Stored data entries

"""

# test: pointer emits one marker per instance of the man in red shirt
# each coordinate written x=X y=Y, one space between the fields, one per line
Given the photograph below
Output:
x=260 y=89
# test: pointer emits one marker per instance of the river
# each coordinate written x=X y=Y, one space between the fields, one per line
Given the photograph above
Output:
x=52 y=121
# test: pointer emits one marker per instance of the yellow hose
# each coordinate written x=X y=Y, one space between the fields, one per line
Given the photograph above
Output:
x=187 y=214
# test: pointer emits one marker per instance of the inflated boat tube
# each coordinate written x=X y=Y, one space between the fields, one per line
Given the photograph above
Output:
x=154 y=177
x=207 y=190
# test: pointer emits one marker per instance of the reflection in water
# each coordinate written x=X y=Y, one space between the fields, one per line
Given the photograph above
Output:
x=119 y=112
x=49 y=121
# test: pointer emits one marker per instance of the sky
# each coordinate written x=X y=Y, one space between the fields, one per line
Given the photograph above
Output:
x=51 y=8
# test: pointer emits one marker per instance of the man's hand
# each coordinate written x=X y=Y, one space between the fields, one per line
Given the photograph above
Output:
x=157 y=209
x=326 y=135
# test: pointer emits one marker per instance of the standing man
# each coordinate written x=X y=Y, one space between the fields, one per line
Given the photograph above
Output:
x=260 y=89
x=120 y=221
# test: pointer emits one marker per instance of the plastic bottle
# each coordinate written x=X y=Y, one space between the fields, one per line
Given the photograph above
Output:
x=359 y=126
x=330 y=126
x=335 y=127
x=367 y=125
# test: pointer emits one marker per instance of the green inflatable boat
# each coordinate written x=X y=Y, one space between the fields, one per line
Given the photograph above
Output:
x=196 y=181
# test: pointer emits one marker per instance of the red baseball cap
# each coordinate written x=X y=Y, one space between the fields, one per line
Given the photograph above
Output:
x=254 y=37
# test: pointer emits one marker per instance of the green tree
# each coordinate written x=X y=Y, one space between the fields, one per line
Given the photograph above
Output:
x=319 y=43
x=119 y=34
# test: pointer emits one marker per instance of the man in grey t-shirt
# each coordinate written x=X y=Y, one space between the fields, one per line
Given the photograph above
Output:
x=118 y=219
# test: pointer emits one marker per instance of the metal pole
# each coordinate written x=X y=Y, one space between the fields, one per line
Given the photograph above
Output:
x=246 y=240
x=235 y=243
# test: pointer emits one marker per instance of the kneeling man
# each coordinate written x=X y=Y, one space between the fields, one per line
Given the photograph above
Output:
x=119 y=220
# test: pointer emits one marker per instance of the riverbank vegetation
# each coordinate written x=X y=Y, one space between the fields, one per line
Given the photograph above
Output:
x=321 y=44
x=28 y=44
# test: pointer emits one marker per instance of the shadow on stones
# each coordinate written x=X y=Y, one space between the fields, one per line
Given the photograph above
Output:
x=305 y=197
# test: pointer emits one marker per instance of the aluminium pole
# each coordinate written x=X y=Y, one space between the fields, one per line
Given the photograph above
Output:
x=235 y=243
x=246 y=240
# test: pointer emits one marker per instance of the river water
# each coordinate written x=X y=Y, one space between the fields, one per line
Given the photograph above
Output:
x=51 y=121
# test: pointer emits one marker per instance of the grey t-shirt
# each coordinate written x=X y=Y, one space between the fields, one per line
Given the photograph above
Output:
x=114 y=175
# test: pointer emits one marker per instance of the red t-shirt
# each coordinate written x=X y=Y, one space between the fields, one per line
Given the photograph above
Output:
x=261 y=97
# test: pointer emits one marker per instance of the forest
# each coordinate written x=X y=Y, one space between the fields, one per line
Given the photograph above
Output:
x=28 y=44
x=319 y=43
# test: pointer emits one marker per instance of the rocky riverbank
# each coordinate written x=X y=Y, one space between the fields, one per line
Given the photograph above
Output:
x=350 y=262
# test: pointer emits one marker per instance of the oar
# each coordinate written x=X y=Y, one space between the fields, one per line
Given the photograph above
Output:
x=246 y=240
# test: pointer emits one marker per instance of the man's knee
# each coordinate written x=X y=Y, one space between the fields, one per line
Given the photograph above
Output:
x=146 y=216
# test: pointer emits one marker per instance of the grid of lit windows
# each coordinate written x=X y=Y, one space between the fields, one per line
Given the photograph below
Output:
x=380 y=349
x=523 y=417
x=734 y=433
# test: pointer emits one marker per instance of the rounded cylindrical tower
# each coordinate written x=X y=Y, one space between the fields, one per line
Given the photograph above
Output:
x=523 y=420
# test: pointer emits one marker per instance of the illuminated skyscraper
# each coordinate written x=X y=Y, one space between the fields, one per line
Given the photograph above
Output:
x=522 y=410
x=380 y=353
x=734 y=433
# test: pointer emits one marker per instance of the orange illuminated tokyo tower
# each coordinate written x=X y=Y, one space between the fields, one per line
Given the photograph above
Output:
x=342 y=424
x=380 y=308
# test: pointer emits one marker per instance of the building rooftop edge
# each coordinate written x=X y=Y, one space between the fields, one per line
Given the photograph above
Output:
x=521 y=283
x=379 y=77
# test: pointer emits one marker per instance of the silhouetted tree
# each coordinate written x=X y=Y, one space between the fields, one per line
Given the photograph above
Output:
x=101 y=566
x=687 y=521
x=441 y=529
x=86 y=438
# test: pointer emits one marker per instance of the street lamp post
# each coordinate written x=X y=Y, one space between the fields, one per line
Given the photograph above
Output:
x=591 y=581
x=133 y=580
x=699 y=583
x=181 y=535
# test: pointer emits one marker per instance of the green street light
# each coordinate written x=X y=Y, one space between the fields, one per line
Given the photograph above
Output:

"""

▶ **Exercise task**:
Repeat every line of the records above exactly.

▶ **Problem solution**:
# test: pointer emits one marker per instance of the man in red shirt
# each coordinate written x=X y=Y, one space between the fields, one per line
Given the photograph below
Output:
x=260 y=89
# test: pointer emits one marker per instance of the river
# each coordinate written x=X y=Y, one space between the fields, one per line
Given the photograph above
Output:
x=52 y=121
# test: pointer emits one marker per instance of the yellow hose
# each coordinate written x=X y=Y, one space between the fields, one per line
Given the photograph above
Output:
x=187 y=214
# test: pointer emits one marker per instance of the inflated boat tube
# each coordinate written x=X y=Y, one space between the fields, one per line
Given the photograph above
Output:
x=154 y=177
x=207 y=190
# test: pointer emits one marker per instance of the reflection in water
# each coordinate written x=X y=Y, one space between the fields, one per line
Given the photograph above
Output:
x=119 y=112
x=49 y=121
# test: pointer emits one marker per instance of the sky
# each coordinate written x=X y=Y, one space between the fields, one per line
Given the photograph above
Output:
x=51 y=8
# test: pointer emits one marker per instance of the man's hand
# each coordinate written x=X y=Y, one space between the fields, one per line
Given the photograph above
Output:
x=157 y=209
x=326 y=135
# test: pointer emits one marker per instance of the standing man
# each coordinate written x=X y=Y, one space between the fields, one per line
Given the photograph above
Output:
x=260 y=89
x=120 y=221
# test: pointer emits one marker per instance of the plastic bottle
# each coordinate written x=X y=Y, one space between the fields, one per line
Given the photograph above
Output:
x=359 y=126
x=330 y=126
x=335 y=127
x=367 y=125
# test: pointer emits one marker per instance of the green inflatable boat
# each coordinate written x=X y=Y, one space between the fields, one per line
Given the photograph above
Output:
x=196 y=181
# test: pointer emits one marker per instance of the red baseball cap
# each coordinate written x=X y=Y, one space between the fields, one per line
Given the photograph above
Output:
x=254 y=37
# test: pointer emits one marker per instance of the green tree
# each coordinate written x=X y=Y, one space between the fields, one per line
Given the photograph above
Output:
x=319 y=43
x=119 y=34
# test: pointer emits one marker per instance of the man in grey t-shirt
# each coordinate written x=X y=Y, one space between the fields, one per line
Given the photograph above
Output:
x=118 y=219
# test: pointer emits one marker per instance of the metal pole
# each coordinate written x=X y=Y, one space between the fields, one per line
Given the photograph above
Output:
x=246 y=240
x=235 y=243
# test: pointer emits one marker per instance of the kneeling man
# each coordinate written x=X y=Y, one space between the fields, one per line
Given the photograph above
Output:
x=119 y=220
# test: pointer emits one marker per instance of the riverbank vegetation
# each coordinate written x=X y=Y, one space between the fields, one per line
Given the photograph above
Output:
x=321 y=44
x=28 y=44
# test: pointer emits one marker per instance of the shadow on stones
# each coordinate written x=X y=Y, one space between the fields, one per line
Given the photograph above
Output:
x=305 y=197
# test: pointer emits one marker per instance of the aluminium pole
# each coordinate written x=X y=Y, one space between the fields, one per line
Given the photograph above
Output:
x=235 y=243
x=246 y=240
# test: pointer emits one marker per instance of the river water
# each coordinate written x=X y=Y, one space between the fields, one per line
Given the photograph above
Output:
x=51 y=121
# test: pointer emits one marker per instance of the grey t-shirt
# each coordinate written x=X y=Y, one space between the fields, one per line
Given the photograph above
Output:
x=114 y=175
# test: pointer emits one marker per instance of the red t-shirt
# each coordinate written x=X y=Y, one space between the fields, one per line
Given the photograph above
Output:
x=261 y=97
# test: pointer emits one marker per instance of the forest
# each coordinate written x=X y=Y, one space between the fields, one per line
Given the photograph above
Output:
x=28 y=44
x=319 y=43
# test: pointer emits one marker per instance of the rocky riverbank
# each coordinate written x=X y=Y, one space between the fields, one per line
Given the photograph above
Output:
x=350 y=262
# test: pointer emits one marker per instance of the oar
# each coordinate written x=X y=Y, one space between the fields, one per line
Given the photograph above
Output:
x=246 y=240
# test: pointer emits one marker per instance of the man's knee
# each coordinate written x=X y=Y, one space between the fields, one per line
Given the photograph above
Output:
x=146 y=216
# test: pointer emits one marker per instance of the grid of lit windows
# each coordinate written x=X y=Y, one space between the fields, one per line
Given the photograph below
Output:
x=380 y=349
x=523 y=417
x=734 y=433
# test: pointer emits one marker per instance of the rounded cylindrical tower
# each coordinate written x=X y=Y, one space between the fields, one per line
Given the photograph above
Output:
x=523 y=420
# test: pointer emits one marker per instance of the illuminated skyscraper
# each coordinate written x=X y=Y, one space between the fields, one per line
Given the photograph above
Output:
x=522 y=410
x=380 y=353
x=734 y=433
# test: pointer emits one marker per instance of the orange illuminated tokyo tower
# each coordinate written x=X y=Y, one space between the fields, one per line
Given the photograph above
Output:
x=342 y=424
x=380 y=308
# test: pointer emits one marker per instance of the building rooftop edge
# each coordinate written x=X y=Y, one space between the fields, one per line
Given the photograph above
Output:
x=521 y=283
x=379 y=77
# test: pointer emits one marker per instance of the silhouetted tree
# each coordinate written x=X y=Y, one space between the fields, one per line
Given the photograph above
Output:
x=101 y=566
x=687 y=521
x=441 y=529
x=86 y=438
# test: pointer emits one marker per instance of the street lamp post
# each coordinate written x=X y=Y, one space between the fields, one per line
Given the photograph above
Output:
x=591 y=581
x=133 y=580
x=699 y=583
x=181 y=535
# test: pointer emits one marker per instance of the green street light
# each coordinate written x=X y=Y, one space between the fields, one per line
Given the photograph above
Output:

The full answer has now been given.